◆ **Task brief**
Extract every line of the items that contains the word "tree", treating uppercase and lowercase as different.

* begin *

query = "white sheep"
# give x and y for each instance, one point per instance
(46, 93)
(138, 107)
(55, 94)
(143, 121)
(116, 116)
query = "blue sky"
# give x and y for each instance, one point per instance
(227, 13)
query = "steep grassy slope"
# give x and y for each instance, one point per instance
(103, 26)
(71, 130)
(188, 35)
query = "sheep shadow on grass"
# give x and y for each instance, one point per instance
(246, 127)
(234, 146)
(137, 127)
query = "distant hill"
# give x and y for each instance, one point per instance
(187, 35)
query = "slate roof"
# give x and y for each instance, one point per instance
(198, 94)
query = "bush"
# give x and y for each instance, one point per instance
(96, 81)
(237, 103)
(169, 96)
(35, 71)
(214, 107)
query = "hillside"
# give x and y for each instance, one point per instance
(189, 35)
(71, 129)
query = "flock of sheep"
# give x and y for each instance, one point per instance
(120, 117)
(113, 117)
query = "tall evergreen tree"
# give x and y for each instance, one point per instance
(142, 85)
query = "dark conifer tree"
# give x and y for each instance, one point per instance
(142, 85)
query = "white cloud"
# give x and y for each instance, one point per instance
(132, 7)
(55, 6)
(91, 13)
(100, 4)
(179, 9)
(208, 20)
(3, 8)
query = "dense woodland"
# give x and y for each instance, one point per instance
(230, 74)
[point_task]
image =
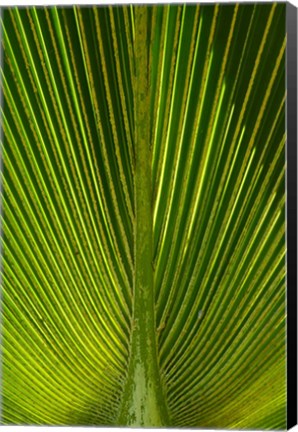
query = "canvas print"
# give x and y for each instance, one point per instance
(144, 223)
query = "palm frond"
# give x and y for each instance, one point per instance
(144, 215)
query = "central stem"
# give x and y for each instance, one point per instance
(143, 403)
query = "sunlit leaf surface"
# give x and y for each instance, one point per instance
(216, 139)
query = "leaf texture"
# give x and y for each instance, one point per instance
(216, 116)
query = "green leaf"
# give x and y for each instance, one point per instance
(144, 216)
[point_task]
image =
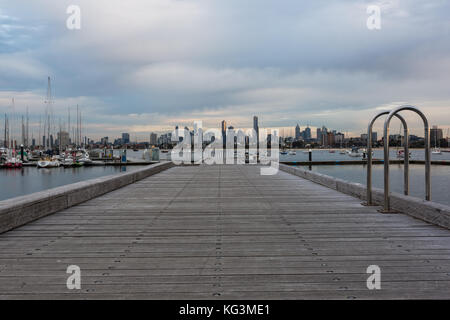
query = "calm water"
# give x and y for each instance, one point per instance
(440, 178)
(19, 182)
(323, 155)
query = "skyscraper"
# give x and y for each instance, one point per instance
(224, 133)
(255, 124)
(153, 139)
(298, 133)
(307, 133)
(436, 135)
(125, 138)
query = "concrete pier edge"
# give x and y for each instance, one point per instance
(18, 211)
(429, 211)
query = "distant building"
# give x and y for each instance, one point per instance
(339, 138)
(103, 141)
(153, 139)
(224, 133)
(63, 138)
(436, 135)
(298, 133)
(125, 138)
(319, 135)
(307, 133)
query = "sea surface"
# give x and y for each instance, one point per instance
(440, 178)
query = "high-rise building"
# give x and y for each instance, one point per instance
(125, 138)
(298, 133)
(224, 133)
(307, 133)
(63, 138)
(436, 135)
(255, 125)
(153, 139)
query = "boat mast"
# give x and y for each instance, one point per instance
(48, 111)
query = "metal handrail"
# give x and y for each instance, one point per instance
(386, 207)
(369, 156)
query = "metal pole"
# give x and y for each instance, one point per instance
(386, 153)
(406, 163)
(427, 163)
(369, 156)
(310, 159)
(386, 165)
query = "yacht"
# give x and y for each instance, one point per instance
(436, 151)
(355, 152)
(48, 163)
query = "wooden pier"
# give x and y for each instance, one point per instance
(225, 232)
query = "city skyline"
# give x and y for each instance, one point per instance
(192, 60)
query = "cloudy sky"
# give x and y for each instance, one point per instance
(141, 66)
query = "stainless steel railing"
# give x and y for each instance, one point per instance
(369, 156)
(394, 112)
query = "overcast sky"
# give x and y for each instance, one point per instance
(142, 66)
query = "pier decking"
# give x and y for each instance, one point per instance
(225, 232)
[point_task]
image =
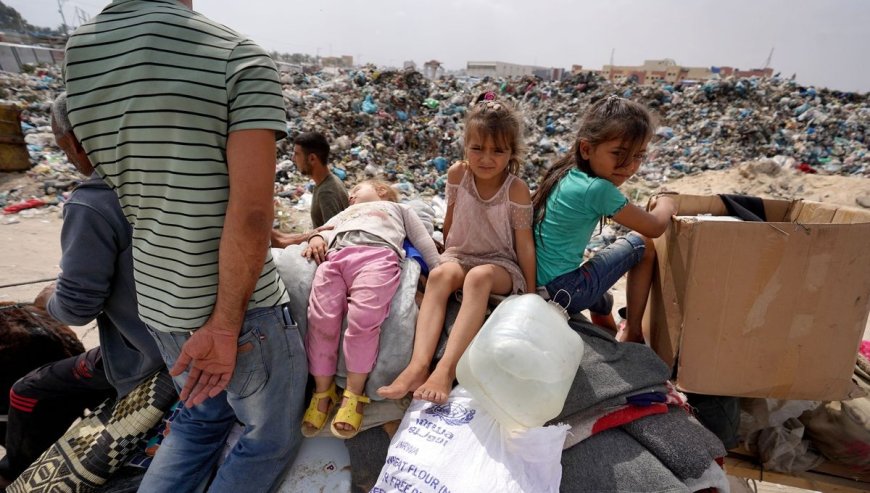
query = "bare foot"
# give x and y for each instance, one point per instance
(437, 387)
(407, 381)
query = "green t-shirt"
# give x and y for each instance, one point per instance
(328, 198)
(574, 208)
(154, 89)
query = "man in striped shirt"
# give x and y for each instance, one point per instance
(180, 114)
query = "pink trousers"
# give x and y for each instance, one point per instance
(359, 281)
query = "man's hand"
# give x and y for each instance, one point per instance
(210, 353)
(316, 249)
(41, 300)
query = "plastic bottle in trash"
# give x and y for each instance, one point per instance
(521, 364)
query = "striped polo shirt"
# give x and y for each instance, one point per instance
(154, 89)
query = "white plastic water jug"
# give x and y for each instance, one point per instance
(521, 364)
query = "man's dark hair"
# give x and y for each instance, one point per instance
(314, 143)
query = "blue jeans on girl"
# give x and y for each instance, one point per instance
(587, 285)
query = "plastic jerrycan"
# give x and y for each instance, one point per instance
(521, 364)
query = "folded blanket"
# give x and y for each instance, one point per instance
(611, 372)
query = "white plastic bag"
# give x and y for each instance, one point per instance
(458, 447)
(521, 364)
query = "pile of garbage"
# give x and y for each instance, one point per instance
(402, 127)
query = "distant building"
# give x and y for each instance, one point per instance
(504, 69)
(288, 68)
(433, 69)
(344, 61)
(667, 71)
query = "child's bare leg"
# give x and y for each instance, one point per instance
(442, 282)
(637, 292)
(322, 384)
(479, 283)
(606, 321)
(356, 383)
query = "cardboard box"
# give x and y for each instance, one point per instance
(762, 309)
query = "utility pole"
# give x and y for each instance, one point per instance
(769, 56)
(62, 16)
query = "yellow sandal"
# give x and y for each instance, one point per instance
(348, 414)
(314, 418)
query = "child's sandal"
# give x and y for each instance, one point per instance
(314, 418)
(348, 415)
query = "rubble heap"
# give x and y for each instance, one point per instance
(407, 129)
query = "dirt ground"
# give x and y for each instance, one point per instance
(30, 247)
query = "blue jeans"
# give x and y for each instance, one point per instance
(266, 393)
(586, 286)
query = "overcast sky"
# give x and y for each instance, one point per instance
(825, 42)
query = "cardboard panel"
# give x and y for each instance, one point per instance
(771, 319)
(762, 309)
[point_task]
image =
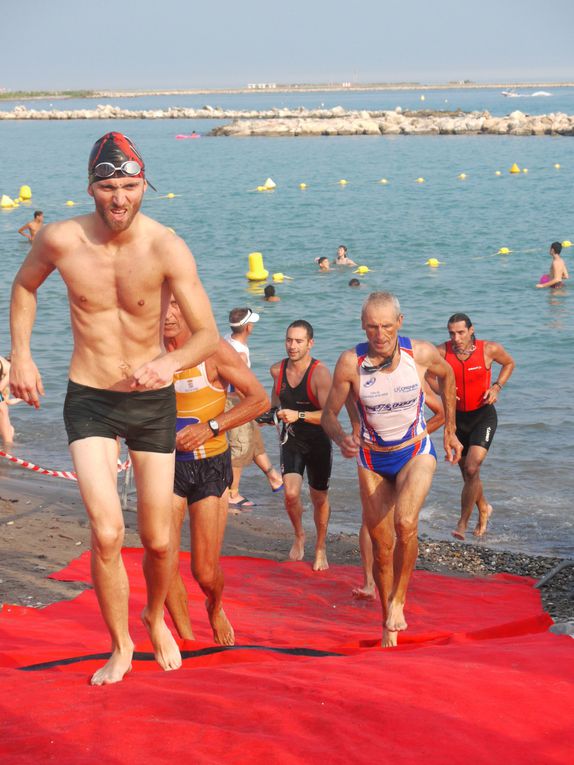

* end *

◆ **Written solution**
query = "tall evergreen tree"
query = "dark conifer tree"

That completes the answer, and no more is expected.